- _To be done_: Exactly repeat the material, dropping every picture from the copy.

- _Stored records_:
* Start *

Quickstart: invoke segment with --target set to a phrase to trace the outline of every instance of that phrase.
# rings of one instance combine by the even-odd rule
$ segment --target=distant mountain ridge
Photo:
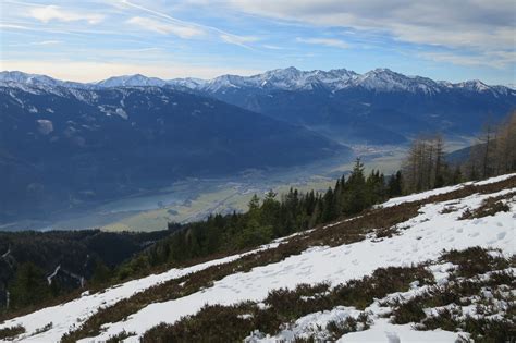
[[[389,69],[374,69],[364,74],[358,74],[346,69],[330,71],[300,71],[294,66],[277,69],[251,76],[221,75],[212,79],[200,79],[194,77],[162,79],[159,77],[148,77],[142,74],[112,76],[95,83],[77,83],[60,81],[46,75],[27,74],[19,71],[0,72],[0,83],[23,83],[39,86],[63,86],[86,89],[109,88],[109,87],[164,87],[179,86],[194,90],[216,93],[224,88],[260,88],[281,90],[312,90],[325,88],[329,90],[342,90],[346,88],[361,87],[378,91],[411,91],[435,94],[443,89],[467,89],[471,91],[493,94],[514,93],[514,89],[506,86],[490,86],[479,79],[471,79],[460,83],[450,83],[446,81],[433,81],[422,76],[407,76],[393,72]]]
[[[184,177],[310,163],[349,149],[305,127],[167,87],[0,84],[0,223]]]
[[[78,84],[21,72],[0,73],[0,84],[59,91],[160,87],[214,98],[302,125],[343,144],[403,144],[421,132],[477,134],[488,117],[497,121],[516,108],[516,90],[474,79],[462,83],[406,76],[389,69],[358,74],[346,69],[277,69],[251,76],[160,79],[114,76]],[[33,90],[35,91],[35,90]]]

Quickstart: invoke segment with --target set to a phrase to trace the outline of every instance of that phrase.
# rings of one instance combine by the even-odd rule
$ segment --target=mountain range
[[[488,119],[497,121],[516,107],[516,90],[509,87],[478,79],[433,81],[389,69],[358,74],[346,69],[300,71],[291,66],[212,79],[160,79],[136,74],[87,84],[3,72],[0,83],[85,89],[171,88],[302,125],[344,144],[401,144],[425,131],[471,136]]]
[[[187,176],[290,167],[349,144],[472,136],[516,91],[388,69],[76,83],[0,72],[0,220],[76,208]]]
[[[305,127],[163,87],[9,83],[0,85],[0,106],[3,221],[81,208],[184,177],[349,154]]]

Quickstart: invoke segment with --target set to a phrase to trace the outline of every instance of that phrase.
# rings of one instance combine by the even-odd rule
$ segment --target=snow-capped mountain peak
[[[96,83],[75,83],[59,81],[46,75],[26,74],[23,72],[0,72],[0,83],[25,84],[40,87],[72,87],[72,88],[112,88],[112,87],[163,87],[171,86],[182,89],[199,90],[208,94],[225,93],[228,89],[260,89],[260,90],[314,90],[328,89],[337,91],[354,87],[373,91],[409,91],[434,95],[450,89],[460,89],[474,93],[491,91],[493,95],[513,94],[514,90],[505,86],[489,86],[481,81],[466,81],[451,83],[435,82],[422,76],[407,76],[386,68],[378,68],[364,74],[346,69],[330,71],[302,71],[295,66],[275,69],[251,76],[221,75],[206,81],[200,78],[161,79],[142,74],[113,76]]]
[[[142,74],[113,76],[96,83],[100,87],[155,86],[162,87],[167,82],[158,77],[147,77]]]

* End *

- _Answer to this exercise_:
Quickstart: invoke segment with --target set to a phrase to trace the outline of every instance of that phrase.
# rings of one instance combine by the even-odd rule
$ segment --target=distant mountain ridge
Photo:
[[[389,69],[374,69],[364,74],[358,74],[346,69],[330,71],[300,71],[294,66],[277,69],[251,76],[221,75],[212,79],[200,79],[194,77],[162,79],[159,77],[148,77],[142,74],[112,76],[95,83],[77,83],[60,81],[46,75],[27,74],[19,71],[0,72],[0,83],[23,83],[39,86],[63,86],[86,89],[109,88],[109,87],[164,87],[179,86],[194,90],[216,93],[224,88],[260,88],[281,90],[312,90],[325,88],[329,90],[342,90],[346,88],[361,87],[378,91],[411,91],[435,94],[443,89],[467,89],[471,91],[493,94],[514,93],[514,89],[506,86],[490,86],[479,79],[471,79],[460,83],[450,83],[446,81],[433,81],[422,76],[407,76],[393,72]]]
[[[184,177],[310,163],[349,149],[305,127],[167,87],[0,84],[0,223]]]
[[[78,84],[21,72],[0,73],[0,84],[59,91],[160,87],[214,98],[302,125],[343,144],[403,144],[421,132],[477,134],[488,117],[497,121],[516,108],[516,90],[474,79],[462,83],[406,76],[389,69],[358,74],[346,69],[277,69],[251,76],[160,79],[114,76]],[[33,90],[35,91],[35,90]]]

Quickstart: invoke segment with --target set to a phrase to trace the outline of every instance of that phrase.
# rings of one instance combine by the even-odd rule
$ segment --target=mountain range
[[[488,119],[497,121],[516,107],[516,90],[509,87],[478,79],[433,81],[389,69],[358,74],[346,69],[300,71],[291,66],[212,79],[160,79],[136,74],[87,84],[3,72],[0,83],[85,89],[171,88],[302,125],[344,144],[401,144],[425,131],[471,136]]]
[[[187,176],[290,167],[349,144],[472,136],[516,91],[388,69],[76,83],[0,72],[0,220],[76,208]]]
[[[305,127],[163,87],[9,83],[0,85],[0,106],[3,221],[81,208],[184,177],[349,154]]]

Quickstart: invoke segment with --target set to a phrase to trace the outline of every instance of that phrase.
# rings of one instance combine by the even-odd rule
$ segment --target=snow-capped mountain peak
[[[96,83],[75,83],[59,81],[46,75],[26,74],[23,72],[0,72],[0,83],[25,84],[40,87],[72,87],[72,88],[112,88],[112,87],[163,87],[171,86],[182,89],[199,90],[208,94],[225,93],[228,89],[260,89],[260,90],[314,90],[328,89],[337,91],[354,87],[373,91],[409,91],[434,95],[450,89],[460,89],[474,93],[491,91],[493,95],[513,94],[514,90],[505,86],[489,86],[481,81],[466,81],[451,83],[435,82],[422,76],[407,76],[386,68],[378,68],[364,74],[346,69],[330,71],[302,71],[295,66],[275,69],[251,76],[221,75],[206,81],[200,78],[161,79],[142,74],[113,76]]]
[[[142,74],[113,76],[96,83],[100,87],[155,86],[162,87],[167,82],[158,77],[147,77]]]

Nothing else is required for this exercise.